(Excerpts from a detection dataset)
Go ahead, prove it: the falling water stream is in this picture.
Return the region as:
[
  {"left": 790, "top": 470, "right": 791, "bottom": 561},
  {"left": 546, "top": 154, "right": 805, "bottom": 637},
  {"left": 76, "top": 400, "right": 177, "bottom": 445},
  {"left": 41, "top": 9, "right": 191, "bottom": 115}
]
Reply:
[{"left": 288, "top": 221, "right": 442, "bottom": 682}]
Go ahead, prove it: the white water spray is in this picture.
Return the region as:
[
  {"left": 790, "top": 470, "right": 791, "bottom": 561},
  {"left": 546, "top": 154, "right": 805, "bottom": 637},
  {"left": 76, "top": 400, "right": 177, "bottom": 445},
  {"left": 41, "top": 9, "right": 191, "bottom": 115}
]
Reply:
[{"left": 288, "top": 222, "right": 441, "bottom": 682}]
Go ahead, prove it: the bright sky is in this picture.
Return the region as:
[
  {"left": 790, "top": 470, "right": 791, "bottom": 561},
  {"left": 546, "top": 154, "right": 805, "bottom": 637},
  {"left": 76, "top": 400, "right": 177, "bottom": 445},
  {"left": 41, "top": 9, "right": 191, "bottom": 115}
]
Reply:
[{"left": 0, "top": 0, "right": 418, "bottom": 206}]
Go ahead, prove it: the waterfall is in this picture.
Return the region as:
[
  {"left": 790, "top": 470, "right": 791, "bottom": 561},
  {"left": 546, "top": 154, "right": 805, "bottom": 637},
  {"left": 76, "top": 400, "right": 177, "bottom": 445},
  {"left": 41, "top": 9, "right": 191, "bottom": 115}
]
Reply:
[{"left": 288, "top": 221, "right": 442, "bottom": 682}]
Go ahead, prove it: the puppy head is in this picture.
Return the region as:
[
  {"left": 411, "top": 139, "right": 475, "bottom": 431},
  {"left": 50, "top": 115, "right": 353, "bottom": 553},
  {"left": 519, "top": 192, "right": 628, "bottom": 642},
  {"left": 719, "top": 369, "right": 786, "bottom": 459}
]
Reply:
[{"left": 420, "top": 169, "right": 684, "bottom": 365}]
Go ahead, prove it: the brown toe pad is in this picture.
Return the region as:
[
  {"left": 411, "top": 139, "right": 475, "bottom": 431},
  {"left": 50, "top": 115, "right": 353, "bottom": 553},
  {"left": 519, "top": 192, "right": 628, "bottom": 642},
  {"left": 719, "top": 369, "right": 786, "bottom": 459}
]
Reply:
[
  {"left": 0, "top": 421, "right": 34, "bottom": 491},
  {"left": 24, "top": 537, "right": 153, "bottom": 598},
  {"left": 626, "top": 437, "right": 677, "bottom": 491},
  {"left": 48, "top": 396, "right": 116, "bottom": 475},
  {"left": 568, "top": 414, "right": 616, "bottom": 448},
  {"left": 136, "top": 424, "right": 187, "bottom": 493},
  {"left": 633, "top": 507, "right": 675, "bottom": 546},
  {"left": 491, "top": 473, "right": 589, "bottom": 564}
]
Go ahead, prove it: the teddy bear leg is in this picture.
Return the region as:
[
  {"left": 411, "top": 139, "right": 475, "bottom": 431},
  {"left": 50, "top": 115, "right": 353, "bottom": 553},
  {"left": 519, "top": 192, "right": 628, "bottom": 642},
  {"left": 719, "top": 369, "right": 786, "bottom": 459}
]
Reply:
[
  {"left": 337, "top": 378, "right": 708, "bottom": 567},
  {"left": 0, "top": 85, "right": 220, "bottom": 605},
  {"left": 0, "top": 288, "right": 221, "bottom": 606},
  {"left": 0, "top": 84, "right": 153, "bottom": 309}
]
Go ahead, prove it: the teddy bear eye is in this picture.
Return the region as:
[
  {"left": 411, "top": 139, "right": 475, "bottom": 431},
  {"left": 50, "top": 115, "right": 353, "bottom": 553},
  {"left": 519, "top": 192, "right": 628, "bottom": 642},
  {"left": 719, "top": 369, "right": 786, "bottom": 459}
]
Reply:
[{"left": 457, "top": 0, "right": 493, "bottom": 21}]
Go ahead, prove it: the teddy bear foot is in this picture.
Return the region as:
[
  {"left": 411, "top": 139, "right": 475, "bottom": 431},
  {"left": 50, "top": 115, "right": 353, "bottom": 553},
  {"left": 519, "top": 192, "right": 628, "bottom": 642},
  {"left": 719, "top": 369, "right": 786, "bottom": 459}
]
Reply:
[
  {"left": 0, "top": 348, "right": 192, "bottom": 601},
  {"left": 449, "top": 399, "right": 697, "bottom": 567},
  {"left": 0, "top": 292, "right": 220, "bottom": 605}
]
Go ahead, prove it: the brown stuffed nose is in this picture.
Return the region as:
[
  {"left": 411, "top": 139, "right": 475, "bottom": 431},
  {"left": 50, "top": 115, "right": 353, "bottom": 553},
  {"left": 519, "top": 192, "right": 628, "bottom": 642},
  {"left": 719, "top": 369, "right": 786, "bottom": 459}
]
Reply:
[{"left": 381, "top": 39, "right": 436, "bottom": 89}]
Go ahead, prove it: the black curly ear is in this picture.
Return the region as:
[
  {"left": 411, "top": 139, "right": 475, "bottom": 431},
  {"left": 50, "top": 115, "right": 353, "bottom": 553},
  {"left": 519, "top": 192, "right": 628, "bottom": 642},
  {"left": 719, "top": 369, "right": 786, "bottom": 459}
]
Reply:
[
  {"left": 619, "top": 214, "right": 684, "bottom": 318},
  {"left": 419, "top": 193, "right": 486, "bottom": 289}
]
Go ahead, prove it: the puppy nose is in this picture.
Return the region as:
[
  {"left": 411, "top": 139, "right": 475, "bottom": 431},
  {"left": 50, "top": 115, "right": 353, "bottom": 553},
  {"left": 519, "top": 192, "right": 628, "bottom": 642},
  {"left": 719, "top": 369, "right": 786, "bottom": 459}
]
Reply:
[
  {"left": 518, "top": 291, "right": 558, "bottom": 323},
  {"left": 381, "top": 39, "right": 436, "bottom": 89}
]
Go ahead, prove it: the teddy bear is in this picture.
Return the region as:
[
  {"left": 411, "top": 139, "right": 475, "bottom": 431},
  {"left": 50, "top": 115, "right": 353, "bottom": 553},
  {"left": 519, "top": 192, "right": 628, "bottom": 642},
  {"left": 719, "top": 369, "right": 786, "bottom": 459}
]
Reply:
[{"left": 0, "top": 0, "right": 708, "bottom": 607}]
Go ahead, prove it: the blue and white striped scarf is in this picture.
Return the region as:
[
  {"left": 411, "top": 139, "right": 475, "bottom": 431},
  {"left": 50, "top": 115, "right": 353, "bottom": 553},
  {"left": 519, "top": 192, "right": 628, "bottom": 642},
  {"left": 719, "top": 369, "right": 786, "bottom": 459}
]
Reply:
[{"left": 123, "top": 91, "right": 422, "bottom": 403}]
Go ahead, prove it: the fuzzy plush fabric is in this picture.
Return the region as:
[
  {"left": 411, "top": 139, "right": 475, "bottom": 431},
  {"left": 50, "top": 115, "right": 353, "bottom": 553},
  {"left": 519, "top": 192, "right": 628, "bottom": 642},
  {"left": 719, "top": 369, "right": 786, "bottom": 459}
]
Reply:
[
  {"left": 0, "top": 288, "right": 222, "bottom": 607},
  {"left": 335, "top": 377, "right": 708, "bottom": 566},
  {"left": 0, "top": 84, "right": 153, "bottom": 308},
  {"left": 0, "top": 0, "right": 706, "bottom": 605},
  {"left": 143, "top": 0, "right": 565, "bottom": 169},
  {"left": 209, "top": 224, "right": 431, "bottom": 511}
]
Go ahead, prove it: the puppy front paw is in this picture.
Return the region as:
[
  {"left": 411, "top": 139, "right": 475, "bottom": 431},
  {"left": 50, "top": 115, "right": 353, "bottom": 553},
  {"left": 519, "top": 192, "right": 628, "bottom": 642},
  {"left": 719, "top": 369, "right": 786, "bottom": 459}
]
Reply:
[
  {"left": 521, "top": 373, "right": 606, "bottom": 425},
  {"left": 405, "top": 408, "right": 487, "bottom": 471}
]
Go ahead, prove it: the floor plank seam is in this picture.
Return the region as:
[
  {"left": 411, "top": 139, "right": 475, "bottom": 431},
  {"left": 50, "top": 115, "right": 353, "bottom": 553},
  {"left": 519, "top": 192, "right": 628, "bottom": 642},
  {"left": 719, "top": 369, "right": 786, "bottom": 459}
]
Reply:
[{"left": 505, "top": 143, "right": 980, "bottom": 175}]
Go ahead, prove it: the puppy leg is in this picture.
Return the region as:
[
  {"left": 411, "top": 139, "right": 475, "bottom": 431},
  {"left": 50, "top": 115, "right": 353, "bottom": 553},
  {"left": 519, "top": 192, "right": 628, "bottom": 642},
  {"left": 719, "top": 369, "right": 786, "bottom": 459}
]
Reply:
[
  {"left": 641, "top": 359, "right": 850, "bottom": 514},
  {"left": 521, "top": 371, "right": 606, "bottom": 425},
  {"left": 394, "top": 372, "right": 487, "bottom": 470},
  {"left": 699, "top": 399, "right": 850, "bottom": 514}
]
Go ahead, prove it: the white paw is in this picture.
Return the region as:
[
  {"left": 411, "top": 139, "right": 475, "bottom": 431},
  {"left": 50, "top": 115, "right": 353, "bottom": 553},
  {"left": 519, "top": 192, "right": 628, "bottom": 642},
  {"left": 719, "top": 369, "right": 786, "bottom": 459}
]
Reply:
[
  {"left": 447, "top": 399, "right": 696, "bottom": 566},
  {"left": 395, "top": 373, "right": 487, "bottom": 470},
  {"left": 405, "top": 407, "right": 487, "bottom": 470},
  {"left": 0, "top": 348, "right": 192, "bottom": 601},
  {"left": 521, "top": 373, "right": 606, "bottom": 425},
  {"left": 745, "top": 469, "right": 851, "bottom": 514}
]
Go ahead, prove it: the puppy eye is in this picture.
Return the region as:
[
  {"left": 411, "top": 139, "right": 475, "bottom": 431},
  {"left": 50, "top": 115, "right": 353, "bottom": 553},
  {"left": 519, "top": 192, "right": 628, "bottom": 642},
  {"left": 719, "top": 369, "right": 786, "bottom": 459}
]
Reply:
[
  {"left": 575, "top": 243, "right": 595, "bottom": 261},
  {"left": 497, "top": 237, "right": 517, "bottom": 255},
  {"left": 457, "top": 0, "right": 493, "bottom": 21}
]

* **PROMPT**: Rewrite the stretch from the line containing "Go ahead, prove it: the puppy eye" through the end of the records, changing "region" to "area" and leaving everything else unchanged.

* **CORRECT RESPONSE**:
Go ahead, prove it: the puppy eye is in this picture.
Return the area as:
[
  {"left": 411, "top": 139, "right": 475, "bottom": 431},
  {"left": 50, "top": 115, "right": 353, "bottom": 553},
  {"left": 519, "top": 192, "right": 628, "bottom": 642},
  {"left": 719, "top": 369, "right": 786, "bottom": 459}
]
Reply:
[
  {"left": 575, "top": 243, "right": 595, "bottom": 261},
  {"left": 497, "top": 237, "right": 517, "bottom": 255},
  {"left": 457, "top": 0, "right": 493, "bottom": 21}
]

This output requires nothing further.